◆ Aim ◆
Repeat every record exactly, but keep images out of the copy.

◆ Provided information ◆
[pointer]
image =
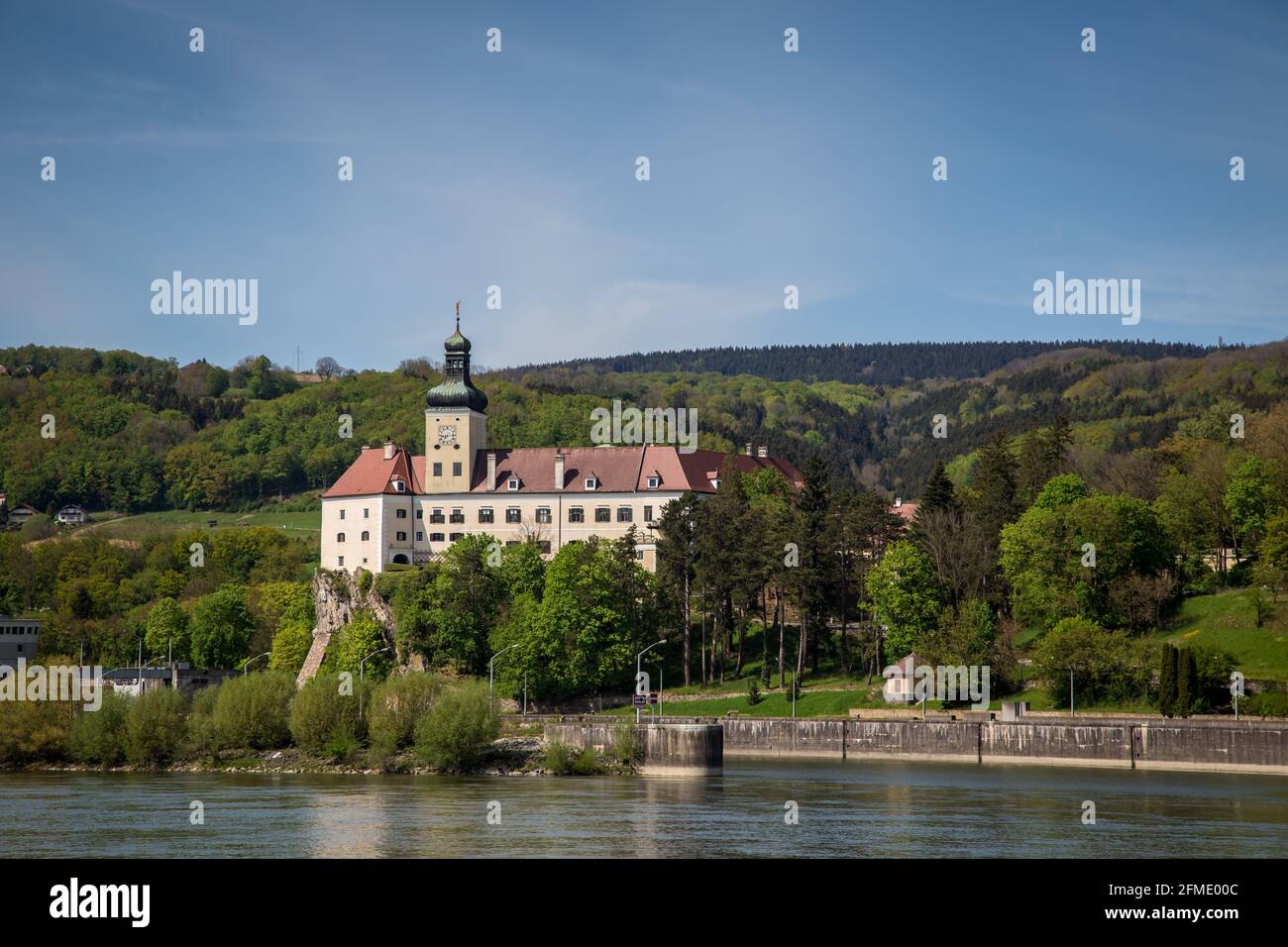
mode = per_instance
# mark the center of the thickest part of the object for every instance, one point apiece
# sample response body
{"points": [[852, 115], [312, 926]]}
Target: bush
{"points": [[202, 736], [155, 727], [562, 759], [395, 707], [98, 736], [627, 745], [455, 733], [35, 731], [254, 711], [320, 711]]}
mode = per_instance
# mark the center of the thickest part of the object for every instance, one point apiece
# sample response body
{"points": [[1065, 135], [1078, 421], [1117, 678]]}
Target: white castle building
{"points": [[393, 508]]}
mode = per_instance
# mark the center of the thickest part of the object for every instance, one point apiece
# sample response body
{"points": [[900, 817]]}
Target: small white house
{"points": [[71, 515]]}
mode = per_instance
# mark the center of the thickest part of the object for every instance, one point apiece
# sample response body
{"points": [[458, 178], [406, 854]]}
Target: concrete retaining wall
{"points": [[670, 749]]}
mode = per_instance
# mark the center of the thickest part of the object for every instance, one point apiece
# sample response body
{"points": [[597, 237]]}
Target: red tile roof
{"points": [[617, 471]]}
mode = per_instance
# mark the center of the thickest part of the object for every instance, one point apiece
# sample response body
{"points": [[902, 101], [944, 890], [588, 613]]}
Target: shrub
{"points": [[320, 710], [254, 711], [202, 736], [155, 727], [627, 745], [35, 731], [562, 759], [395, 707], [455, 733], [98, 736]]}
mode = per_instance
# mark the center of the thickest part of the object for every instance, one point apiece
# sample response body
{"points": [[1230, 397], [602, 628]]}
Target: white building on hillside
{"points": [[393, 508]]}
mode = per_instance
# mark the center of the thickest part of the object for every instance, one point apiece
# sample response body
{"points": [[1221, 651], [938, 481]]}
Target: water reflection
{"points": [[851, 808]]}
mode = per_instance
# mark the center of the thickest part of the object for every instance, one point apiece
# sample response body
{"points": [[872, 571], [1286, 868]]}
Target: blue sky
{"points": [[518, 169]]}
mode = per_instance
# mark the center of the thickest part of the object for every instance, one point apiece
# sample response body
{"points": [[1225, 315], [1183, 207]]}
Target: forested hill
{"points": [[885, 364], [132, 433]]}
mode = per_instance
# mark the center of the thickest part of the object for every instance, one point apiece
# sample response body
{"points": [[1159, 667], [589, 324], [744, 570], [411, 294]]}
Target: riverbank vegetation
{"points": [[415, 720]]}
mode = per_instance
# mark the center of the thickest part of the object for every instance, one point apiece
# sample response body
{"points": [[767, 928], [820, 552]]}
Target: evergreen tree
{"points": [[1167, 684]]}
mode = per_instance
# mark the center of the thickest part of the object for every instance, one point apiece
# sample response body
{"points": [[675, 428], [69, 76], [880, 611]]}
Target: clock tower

◆ Task solution ◆
[pointer]
image =
mode = per_instance
# mark the center of the thickest part of the object for every instance, one point apiece
# sample response body
{"points": [[852, 115], [312, 926]]}
Target: bush
{"points": [[202, 736], [155, 727], [562, 759], [395, 707], [98, 736], [627, 745], [455, 733], [35, 731], [254, 711], [320, 711]]}
mode = per_instance
# mark the center of the thickest part of the object for every instance, one point apiece
# sample response body
{"points": [[1065, 135], [1078, 421], [1117, 678]]}
Target: white castle building
{"points": [[393, 508]]}
mode = per_instance
# mark the center of the thickest part of the object for every instance, one point apiece
# sample response body
{"points": [[900, 817]]}
Target: small white house
{"points": [[71, 515]]}
mode = per_instance
# mark the center of the thickest part of the object for every instance, one point apiece
# sample response body
{"points": [[458, 178], [406, 854]]}
Target: concrete retaining wall
{"points": [[670, 749]]}
mode = per_instance
# mark the center of the thickest part of the object for every instance, one point apiece
# sample response body
{"points": [[597, 237]]}
Target: red tile roof
{"points": [[617, 471]]}
mode = per_instance
# mark the center of the thickest part of the object for every instance, one point apiece
# sample response body
{"points": [[902, 101], [944, 890], [588, 613]]}
Target: shrub
{"points": [[320, 710], [254, 711], [202, 736], [155, 727], [627, 745], [35, 731], [562, 759], [395, 707], [455, 733], [98, 736]]}
mode = per_instance
# mark the center of the thickest part of the object for every instance, one point apiece
# sample response body
{"points": [[1230, 397], [602, 628]]}
Target: white building on hillside
{"points": [[393, 508]]}
mode = per_instance
# mark the center of the thickest part of the object for every instance, one point apiece
# sample response body
{"points": [[1221, 651], [938, 481]]}
Target: water reflection
{"points": [[851, 808]]}
mode = per_instance
# mark the center of the thickest part of the object for every instance, one point apiece
# sample response body
{"points": [[872, 571], [1286, 868]]}
Target: blue sky
{"points": [[518, 169]]}
mode = per_instance
# mark the center of the thickest part of the object for every instance, one point apiece
# sample response body
{"points": [[1225, 315], [1183, 207]]}
Target: forested hill
{"points": [[885, 364], [132, 433]]}
mode = per_instance
# mark the center of the thickest part of the object for every instance, one point apiece
# sample response body
{"points": [[1159, 667], [589, 324], [744, 570], [411, 294]]}
Target: riverbank vegetation
{"points": [[415, 720]]}
mode = per_instance
# mark the center of the thickest part of the object for every instance, one point apiece
# sample response body
{"points": [[767, 928], [820, 552]]}
Target: evergreen tree
{"points": [[1167, 684]]}
mode = per_instance
# mark the center of the thickest part of the object for every instance, one point apiece
# sample response body
{"points": [[675, 428], [69, 76], [880, 611]]}
Target: clock tower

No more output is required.